(Stored data)
▬▬▬
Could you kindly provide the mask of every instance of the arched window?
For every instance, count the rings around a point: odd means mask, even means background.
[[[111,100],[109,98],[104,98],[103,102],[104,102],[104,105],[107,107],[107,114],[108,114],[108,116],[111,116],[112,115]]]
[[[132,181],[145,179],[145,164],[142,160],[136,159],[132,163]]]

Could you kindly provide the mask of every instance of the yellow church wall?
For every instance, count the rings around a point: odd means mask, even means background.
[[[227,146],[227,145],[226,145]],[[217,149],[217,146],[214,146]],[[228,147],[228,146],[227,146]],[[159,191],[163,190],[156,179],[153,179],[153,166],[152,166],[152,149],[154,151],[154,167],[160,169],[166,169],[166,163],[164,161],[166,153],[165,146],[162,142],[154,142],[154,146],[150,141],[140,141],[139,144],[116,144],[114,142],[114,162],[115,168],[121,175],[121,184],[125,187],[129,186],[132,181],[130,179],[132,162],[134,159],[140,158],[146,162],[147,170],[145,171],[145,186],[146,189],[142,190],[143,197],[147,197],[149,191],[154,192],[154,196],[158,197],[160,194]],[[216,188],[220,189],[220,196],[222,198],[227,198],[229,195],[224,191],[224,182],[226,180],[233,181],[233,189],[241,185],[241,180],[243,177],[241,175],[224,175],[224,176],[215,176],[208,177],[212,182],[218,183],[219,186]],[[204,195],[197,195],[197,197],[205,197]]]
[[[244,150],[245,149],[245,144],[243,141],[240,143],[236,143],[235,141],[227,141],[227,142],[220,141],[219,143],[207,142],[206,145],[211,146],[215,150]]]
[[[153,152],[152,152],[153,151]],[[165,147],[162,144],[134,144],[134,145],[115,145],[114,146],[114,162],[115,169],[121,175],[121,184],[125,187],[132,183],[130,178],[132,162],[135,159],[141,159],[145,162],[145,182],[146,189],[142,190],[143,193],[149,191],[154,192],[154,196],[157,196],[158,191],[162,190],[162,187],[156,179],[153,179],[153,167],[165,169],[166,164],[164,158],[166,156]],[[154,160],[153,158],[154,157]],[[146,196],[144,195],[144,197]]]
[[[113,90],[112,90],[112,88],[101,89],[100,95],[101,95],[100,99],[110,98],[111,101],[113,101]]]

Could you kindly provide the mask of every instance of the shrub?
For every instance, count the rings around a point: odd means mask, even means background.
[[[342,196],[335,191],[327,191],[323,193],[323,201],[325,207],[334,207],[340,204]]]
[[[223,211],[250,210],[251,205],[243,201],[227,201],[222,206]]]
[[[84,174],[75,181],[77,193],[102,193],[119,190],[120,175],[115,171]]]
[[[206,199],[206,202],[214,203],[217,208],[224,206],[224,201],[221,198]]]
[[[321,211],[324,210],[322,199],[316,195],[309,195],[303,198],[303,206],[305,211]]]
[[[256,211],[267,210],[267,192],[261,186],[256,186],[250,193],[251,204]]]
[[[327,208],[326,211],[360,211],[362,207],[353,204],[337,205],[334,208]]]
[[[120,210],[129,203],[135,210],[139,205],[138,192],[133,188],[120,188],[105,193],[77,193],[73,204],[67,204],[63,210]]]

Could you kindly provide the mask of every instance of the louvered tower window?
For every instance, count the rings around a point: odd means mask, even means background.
▬▬▬
# Problem requirements
From the line containing "louvered tower window?" through the last line of the entries above, print every line exactly, including both ends, and nothing else.

# Response to the exercise
Could you kindly provide the mask of every instance of the louvered tower window?
For every instance, count the rings around a point: odd means mask, even means background.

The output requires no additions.